[Records from a collection]
◆ ◆ ◆ ◆ ◆ ◆ ◆
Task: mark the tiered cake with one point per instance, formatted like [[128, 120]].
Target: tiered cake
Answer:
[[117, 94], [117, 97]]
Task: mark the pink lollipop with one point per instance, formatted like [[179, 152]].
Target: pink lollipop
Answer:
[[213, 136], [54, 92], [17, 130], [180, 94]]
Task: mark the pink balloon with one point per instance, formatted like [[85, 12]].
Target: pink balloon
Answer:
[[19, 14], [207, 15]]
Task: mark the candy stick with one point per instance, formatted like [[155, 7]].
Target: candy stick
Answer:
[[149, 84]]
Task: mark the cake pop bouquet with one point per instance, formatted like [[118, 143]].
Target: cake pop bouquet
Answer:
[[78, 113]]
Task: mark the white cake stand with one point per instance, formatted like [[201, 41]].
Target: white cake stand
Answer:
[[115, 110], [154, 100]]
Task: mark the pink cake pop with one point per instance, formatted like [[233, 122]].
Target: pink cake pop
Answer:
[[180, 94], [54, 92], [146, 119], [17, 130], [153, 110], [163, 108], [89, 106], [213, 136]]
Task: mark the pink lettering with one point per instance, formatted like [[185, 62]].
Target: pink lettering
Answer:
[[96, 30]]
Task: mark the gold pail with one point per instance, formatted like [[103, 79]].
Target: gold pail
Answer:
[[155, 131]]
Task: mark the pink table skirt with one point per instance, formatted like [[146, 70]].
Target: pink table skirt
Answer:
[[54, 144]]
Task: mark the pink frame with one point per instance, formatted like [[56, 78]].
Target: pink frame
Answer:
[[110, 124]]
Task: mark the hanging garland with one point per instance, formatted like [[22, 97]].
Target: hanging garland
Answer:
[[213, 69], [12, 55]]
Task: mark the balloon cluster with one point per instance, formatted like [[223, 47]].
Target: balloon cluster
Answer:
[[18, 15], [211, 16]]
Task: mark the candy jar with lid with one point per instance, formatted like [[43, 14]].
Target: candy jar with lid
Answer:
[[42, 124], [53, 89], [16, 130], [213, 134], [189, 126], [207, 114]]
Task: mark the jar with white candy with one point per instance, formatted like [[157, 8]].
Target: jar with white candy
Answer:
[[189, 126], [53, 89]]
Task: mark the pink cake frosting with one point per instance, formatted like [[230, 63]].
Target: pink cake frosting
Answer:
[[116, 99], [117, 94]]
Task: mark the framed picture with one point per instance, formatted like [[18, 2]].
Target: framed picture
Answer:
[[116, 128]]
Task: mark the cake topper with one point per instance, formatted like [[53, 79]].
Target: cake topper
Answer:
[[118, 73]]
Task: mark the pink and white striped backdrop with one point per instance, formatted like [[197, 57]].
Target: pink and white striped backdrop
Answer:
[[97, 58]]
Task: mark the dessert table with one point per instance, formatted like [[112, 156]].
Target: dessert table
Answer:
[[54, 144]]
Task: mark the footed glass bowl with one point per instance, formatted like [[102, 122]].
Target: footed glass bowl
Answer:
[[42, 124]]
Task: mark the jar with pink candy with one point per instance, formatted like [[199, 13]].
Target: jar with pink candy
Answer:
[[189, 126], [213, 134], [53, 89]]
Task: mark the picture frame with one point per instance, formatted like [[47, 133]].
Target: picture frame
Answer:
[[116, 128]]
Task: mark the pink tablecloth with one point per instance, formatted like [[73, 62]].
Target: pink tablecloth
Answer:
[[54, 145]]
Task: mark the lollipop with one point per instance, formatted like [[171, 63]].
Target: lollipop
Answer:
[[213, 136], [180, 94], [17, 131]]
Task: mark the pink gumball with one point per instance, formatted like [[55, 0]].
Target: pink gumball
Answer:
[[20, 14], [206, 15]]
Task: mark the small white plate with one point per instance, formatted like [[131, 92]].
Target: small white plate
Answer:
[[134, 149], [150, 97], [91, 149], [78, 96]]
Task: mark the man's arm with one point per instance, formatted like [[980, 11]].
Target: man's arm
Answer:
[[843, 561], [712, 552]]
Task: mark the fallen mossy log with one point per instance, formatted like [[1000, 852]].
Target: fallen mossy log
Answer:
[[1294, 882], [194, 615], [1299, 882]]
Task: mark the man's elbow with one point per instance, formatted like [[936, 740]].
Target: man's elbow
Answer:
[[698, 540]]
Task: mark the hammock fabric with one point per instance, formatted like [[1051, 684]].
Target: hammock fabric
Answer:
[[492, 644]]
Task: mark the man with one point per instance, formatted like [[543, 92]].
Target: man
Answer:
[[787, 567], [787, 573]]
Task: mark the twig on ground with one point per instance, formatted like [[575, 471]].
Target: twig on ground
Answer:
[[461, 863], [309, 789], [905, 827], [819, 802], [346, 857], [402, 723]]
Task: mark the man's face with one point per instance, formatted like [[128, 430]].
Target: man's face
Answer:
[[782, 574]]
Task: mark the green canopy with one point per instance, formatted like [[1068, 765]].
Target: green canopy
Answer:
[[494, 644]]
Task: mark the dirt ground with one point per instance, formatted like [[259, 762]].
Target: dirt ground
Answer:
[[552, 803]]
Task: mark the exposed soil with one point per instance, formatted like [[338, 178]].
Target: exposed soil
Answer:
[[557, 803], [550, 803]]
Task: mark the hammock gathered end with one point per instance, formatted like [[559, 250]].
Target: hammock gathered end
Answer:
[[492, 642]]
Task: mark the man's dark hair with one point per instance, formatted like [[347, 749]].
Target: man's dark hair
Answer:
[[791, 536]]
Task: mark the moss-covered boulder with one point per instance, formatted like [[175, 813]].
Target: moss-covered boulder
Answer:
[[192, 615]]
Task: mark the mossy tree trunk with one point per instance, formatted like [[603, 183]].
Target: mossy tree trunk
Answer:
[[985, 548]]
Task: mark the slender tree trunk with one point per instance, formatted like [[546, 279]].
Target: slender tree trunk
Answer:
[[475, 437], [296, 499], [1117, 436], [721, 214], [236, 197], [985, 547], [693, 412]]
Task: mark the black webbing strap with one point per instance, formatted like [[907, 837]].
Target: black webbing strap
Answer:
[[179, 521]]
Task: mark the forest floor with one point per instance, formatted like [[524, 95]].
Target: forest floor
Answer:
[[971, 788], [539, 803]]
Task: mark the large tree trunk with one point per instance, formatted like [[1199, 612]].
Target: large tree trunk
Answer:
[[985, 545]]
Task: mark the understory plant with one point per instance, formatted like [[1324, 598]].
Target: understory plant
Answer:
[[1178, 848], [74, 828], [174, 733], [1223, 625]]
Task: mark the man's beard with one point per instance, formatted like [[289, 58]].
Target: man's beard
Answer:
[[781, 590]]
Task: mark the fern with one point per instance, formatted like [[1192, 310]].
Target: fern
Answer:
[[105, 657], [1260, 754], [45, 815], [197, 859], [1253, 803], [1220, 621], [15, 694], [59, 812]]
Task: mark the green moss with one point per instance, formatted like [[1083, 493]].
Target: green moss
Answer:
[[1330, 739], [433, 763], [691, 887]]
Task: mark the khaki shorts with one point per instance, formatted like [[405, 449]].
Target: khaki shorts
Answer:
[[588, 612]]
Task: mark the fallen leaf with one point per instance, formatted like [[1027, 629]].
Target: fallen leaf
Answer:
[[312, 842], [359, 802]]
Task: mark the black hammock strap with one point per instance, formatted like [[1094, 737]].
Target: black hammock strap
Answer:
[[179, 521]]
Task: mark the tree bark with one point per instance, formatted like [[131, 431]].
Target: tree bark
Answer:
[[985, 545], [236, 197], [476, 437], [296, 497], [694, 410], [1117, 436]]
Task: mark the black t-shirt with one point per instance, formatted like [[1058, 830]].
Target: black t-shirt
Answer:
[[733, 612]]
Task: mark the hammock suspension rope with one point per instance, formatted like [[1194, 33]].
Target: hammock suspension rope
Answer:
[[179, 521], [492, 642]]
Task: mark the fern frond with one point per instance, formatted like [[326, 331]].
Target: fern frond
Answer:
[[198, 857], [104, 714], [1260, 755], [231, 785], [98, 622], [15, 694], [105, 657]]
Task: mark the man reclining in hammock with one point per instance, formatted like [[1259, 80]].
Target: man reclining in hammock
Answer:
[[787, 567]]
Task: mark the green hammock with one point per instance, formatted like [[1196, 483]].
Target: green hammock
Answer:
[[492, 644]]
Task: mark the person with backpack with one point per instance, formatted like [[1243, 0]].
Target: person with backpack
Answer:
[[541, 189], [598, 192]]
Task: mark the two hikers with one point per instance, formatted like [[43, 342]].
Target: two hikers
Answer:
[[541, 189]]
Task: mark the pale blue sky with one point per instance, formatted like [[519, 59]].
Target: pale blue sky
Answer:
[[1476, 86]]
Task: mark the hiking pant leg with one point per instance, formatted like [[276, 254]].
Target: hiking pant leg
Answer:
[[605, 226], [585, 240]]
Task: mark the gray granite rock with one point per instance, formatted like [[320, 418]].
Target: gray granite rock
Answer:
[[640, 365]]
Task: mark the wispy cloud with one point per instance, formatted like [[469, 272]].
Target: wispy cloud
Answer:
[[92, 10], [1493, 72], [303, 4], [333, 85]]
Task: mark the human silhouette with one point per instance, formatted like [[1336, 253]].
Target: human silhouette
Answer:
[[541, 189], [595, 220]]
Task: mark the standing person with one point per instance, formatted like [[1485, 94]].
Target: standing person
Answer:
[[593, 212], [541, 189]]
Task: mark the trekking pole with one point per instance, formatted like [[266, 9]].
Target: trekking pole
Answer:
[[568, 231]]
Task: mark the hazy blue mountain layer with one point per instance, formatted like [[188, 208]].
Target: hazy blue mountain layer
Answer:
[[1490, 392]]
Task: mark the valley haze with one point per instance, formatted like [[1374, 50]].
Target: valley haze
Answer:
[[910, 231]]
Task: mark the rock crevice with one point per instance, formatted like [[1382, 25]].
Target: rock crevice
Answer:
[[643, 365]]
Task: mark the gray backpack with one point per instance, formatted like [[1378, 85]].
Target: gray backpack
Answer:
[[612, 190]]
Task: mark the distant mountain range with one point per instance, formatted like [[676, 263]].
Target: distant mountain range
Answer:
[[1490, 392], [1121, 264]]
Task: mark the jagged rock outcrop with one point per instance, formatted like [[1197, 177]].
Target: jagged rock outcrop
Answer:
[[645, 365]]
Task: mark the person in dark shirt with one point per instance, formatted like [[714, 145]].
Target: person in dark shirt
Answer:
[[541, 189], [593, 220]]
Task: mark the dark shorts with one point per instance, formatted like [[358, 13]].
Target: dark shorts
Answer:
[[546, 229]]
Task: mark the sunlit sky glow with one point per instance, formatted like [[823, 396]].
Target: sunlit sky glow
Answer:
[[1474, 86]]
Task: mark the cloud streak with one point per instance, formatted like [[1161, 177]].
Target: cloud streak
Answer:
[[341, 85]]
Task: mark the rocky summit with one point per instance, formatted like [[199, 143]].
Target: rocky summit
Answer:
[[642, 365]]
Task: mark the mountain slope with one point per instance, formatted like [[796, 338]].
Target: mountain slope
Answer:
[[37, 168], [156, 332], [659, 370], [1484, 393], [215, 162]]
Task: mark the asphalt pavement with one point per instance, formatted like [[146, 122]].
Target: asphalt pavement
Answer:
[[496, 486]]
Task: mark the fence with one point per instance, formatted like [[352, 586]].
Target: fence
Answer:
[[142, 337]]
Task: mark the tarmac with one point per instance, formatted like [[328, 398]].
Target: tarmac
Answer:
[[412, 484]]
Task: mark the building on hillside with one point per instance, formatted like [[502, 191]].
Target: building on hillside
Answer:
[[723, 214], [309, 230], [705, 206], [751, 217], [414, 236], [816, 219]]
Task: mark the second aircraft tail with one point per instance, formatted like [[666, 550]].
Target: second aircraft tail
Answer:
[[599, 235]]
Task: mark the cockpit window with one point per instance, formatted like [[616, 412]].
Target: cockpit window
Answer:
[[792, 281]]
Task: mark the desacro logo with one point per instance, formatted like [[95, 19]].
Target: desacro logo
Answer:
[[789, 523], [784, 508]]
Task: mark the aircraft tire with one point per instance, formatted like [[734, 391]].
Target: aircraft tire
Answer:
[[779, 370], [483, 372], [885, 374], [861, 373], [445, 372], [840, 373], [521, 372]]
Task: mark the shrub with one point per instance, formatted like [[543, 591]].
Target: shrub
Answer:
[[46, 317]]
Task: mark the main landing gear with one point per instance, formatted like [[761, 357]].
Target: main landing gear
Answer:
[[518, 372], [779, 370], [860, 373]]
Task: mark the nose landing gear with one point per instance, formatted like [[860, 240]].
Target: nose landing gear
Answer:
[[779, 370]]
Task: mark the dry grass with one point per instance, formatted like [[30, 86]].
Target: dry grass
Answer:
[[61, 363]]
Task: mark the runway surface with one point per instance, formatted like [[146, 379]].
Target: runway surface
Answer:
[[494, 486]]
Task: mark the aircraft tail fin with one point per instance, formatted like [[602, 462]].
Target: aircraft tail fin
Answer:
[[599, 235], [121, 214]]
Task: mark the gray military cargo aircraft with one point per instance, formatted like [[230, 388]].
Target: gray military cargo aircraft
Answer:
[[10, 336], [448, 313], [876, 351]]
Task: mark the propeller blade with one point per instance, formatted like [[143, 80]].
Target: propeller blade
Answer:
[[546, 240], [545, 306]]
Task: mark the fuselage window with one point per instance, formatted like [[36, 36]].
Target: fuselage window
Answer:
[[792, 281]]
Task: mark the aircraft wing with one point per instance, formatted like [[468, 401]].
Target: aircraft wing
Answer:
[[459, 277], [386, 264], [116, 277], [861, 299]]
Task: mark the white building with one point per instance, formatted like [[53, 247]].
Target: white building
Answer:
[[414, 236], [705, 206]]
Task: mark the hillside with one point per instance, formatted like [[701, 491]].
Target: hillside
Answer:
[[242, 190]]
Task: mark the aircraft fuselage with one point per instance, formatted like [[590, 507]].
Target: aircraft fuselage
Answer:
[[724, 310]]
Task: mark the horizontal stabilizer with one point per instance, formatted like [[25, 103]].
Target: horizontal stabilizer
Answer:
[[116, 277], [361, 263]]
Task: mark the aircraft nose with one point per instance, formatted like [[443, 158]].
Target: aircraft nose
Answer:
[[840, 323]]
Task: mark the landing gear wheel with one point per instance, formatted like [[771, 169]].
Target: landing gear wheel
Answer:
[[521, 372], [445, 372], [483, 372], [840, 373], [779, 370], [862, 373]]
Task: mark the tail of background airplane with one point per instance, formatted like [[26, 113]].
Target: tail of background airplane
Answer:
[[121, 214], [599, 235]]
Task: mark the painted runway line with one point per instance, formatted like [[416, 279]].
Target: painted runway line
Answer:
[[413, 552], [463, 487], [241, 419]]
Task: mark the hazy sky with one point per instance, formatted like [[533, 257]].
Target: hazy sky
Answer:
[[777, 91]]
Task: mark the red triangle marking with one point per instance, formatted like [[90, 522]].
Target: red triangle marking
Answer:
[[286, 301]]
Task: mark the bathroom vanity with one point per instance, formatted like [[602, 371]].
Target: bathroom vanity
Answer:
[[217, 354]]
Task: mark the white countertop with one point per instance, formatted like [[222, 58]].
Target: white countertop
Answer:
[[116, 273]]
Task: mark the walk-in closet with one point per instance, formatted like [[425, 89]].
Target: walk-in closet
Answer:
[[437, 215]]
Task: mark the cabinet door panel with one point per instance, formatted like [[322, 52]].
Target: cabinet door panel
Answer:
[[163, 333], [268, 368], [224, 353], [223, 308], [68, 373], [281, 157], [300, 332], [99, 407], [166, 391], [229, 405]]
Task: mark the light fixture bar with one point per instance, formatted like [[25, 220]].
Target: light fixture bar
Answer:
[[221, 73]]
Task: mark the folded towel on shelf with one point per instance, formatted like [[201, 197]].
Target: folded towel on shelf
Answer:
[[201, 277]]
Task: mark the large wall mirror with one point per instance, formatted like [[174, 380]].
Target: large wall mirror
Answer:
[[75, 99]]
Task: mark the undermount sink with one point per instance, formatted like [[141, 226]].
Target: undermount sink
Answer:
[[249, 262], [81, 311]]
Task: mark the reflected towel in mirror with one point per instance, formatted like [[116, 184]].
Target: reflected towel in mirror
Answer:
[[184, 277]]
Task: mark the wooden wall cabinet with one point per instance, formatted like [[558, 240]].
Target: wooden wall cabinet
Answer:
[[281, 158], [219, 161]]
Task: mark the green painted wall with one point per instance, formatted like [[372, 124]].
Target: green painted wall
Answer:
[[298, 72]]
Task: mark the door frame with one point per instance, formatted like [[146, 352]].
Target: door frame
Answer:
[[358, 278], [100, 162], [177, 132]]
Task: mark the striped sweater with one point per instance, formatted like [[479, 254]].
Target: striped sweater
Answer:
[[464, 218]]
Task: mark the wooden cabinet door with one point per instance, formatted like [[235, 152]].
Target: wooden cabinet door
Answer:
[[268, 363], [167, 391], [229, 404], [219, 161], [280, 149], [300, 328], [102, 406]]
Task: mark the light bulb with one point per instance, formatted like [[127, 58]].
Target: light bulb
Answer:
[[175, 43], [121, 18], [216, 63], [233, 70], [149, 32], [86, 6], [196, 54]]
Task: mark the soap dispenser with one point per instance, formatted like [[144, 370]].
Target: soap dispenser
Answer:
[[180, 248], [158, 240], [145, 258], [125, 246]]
◆ ◆ ◆ ◆ ◆ ◆ ◆
**Description of the task**
Retype the entries above exactly, but only from the line containing "Target: green canopy" through the line containing "Task: mark the man's dark", both included.

**Answer box**
Target: green canopy
Answer:
[[494, 644]]
Task: mark the dirt ground with one point per instance, formatted like [[259, 762]].
Target: dirt ground
Answer:
[[552, 803]]
Task: mark the exposed soil with one point per instance, formatted like [[338, 178]].
Target: exposed soil
Answer:
[[557, 803], [550, 803]]
Task: mark the hammock gathered end with one point per instance, formatted like [[559, 250]].
Target: hammock gathered end
Answer:
[[492, 642]]
Task: mark the man's dark hair with one point per instance, formatted like [[347, 749]].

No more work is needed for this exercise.